▸ **Tasks**:
**A)** According to the article on Aptera's solar-charging claim, how many solar panels does the Aptera carry?
**B)** In the article on Aptera's solar-charging claim, why does each sunny hour of parking add around half a kilowatt-hour to the battery? Answer in one to three sentences.
**C)** Pick up the article on Aptera's solar-charging claim after its last sentence and keep writing.

▸ **Document section**:
=======

- aptera, a once bankrupt startup that's raising money for a fresh start, is claiming its forthcoming electric three-wheeler can operate on solar power without ever plugging in to charge.
- every hour it's parked in the sun generates five miles of range, so aptera claims 44 miles of range in a day based on solar charging from the summer sun in san diego.
- users can still plug in the aptera ev, which aptera recently claimed will have a 1000-mile range between charges.
the closest most electric vehicles come to operating without a plug is aftermarket wireless charging pads. but aptera, the company behind the three-wheeled electric vehicle of the same name, is making bolder promises. the latest is a promise that you'll never have to plug your car in, ever, thanks to solar panels and a slippery, aerodynamic design.
there are caveats galore with this claim, of course, with the biggest one being that the car isn't yet ready for test drives, much less customer sales. second, aptera is saying that the hyperefficient trike can get, at most, 44 miles of range from the sun, and that's on a bright southern california day. that's more than the national average (which is 29 miles a day), but still something to consider.
caveats in mind, here's the positive take of the "never charge" aptera. the ev was designed with solar in mind, and it has more than 180 panels that are built into the car's composite structure. for each hour it's parked in the sun, it generates more than five miles of range. that means each sunny hour puts around half a kilowatt-hour into the battery, since aptera says that it take around 3.0 kwh of electricity to drive 30 miles.

=======

▸ **Collected data**:
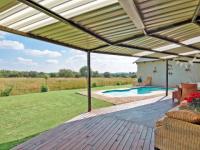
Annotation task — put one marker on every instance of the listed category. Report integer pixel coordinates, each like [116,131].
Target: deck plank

=======

▸ **The results**:
**A)** More than 180 panels, built into the car's composite structure.

**B)** Each hour in the sun generates more than five miles of range, and Aptera says the car needs around 3.0 kWh to drive 30 miles. Five miles of range therefore equals roughly half a kilowatt-hour.

**C)**
aptera says this feature is standard and that it hopes to begin shipping vehicles to customers before the end of next year (pricing is yet to be announced, so that's another caveat). of course, the aptera can still plug in like a standard ev, and the version with the largest battery pack can go more than 1000 miles between charges.
solar has always been a part of the aptera design, well before the recent rebirth. back in 2007, for example, aptera prototypes had enough solar panels on the roof to run the ventilation system, keeping the car cool when parked in the sun. thanks to a decade's worth of improvements to solar technology, the sun can power more than just the hvac system. toyota offered a similar cooling system, the solar panel roof option, on the third generation of its popular hybrid, the toyota prius. the japanese automaker is now testing improved solar panels that can generate enough power to drive the prius up to 27 miles each day.
the technology behind solar-powered cars is advancing rapidly enough that it is attracting other new players to test the waters, like lightyear and sono motors.
car and driver spoke with aptera ceo chris anthony about the technology behind the never charge ev and just how big a deal this could be.
c/d: how difficult was it to make the aptera work as a "never charge" vehicle?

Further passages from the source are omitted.